**Passage to read**
+--

Welcome to my blog. Please feel free to leave a comment. I assure you I always read and appreciate everything you have to say. Unfortunately, thanks to Blogger being, well . . . Blogger, I can not respond to comments nor leave any on your blogs. They simply disappear into the ether. Occasionally I will remember to respond in the next blog post I put up, but usually these good intentions slip my mind. So if you want to ask a question or get a response to any comments you may have please leave an email address or other contact method in your comment and I will get back to you.

I have also added a separate page to the blog for the Tower of Magic with a brief summary of all the rooms of the ToM in the one spot. The link is just below this and above the main body of the blog, or you can just click here.

Wednesday, December 31, 2014

2014 In Review Part Three - Including Box House Finished

 After finishing the Observatory I returned to 48th scale and completed the second kit I purchased from Petite Properties, the "Old Rectory".

As the size of 48th scale is so small I feel I can get away with 'faking' things in a way I would never consider doing in 12th scale.  All the 'wood' panelling through the house is from images of printable wood panels found on the internet.  The "Tudor Freize" around the top of the walls in the hall is from a design by Jackson's Miniatures which I scanned and reduced in size.

+--

**Information supplied**

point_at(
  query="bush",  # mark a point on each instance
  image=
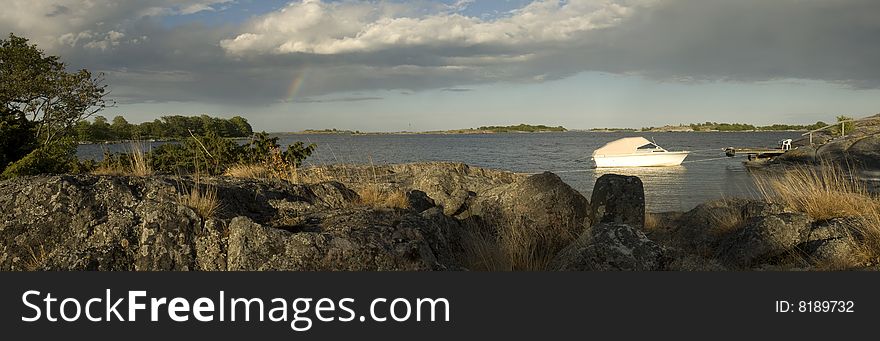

+--

**To do**
A. Print the part of the miniatures blog post that opens with the words containing "Wednesday, December 31, 2014" and closes with "reduced in size.".
B. In the miniatures blog post, what is the "Tudor Freize" around the top of the hall walls taken from?
C. Go on with the miniatures blog post from the point where it stops.
The material comes from a separate source.

**Expected results**
A.
Wednesday, December 31, 2014

2014 In Review Part Three - Including Box House Finished

 After finishing the Observatory I returned to 48th scale and completed the second kit I purchased from Petite Properties, the "Old Rectory".

As the size of 48th scale is so small I feel I can get away with 'faking' things in a way I would never consider doing in 12th scale.  All the 'wood' panelling through the house is from images of printable wood panels found on the internet.  The "Tudor Freize" around the top of the walls in the hall is from a design by Jackson's Miniatures which I scanned and reduced in size.

B. It comes from a design by Jackson's Miniatures, scanned and reduced in size.

C.
The fire surrounds are also largely printed out images.  Some of the furniture in the house is from kits by Petite Properties, but much is made from balsa wood.

There are still two things I dislike about this scale though - the availability (or lack thereof) of DIY parts and accessories as well as the lack of cheap, pose-able people.  O scale railway people are the right size, but try and find a model railway person dressed in anything earlier than Victorian fashion and even 1800's fashions are hard to find.

Seeing as I was having so much fun in 48th scale I then went on to make another 48th sized project, this one totally from scratch.

The Japanese garden is built inside a small fish tank that I picked up cheaply some time ago.  I has a (badly) hand painted backdrop of a mountain against a pale, cloudy sky.

The tea house is made from mount board and features non working sliding front doors as well as a smaller side entrance through which visitors would crawl in to show humility to their hosts.

Blossoming cherry trees were made of wire which was painted brown and the 'branches' coated in pink flower soft.

In the front of the garden is a shallow pond lined with bushes.

Remember this?  The Sitting room for the Tower of Magic was started next but has lately disappeared from the blog.  I reached this point and couldn't quite decide how the furniture should be laid out or what it should look like.  So I decided to focus on finishing the box house first before coming back to this room.  You will be seeing more of it very soon.

And that brings us to the last project of 2014, badly named the Box house as it is built inside two cardboard boxes joined together.  After it drove me crazy for months I have finally finished it (and thank goodness for that!).

On the top floor is one of two bedrooms, this one featuring panoramic views through some of the only windows in the whole house.  I really like the colours of the walls in this room, but couldn't find any fabrics for the furnishings that really worked with it.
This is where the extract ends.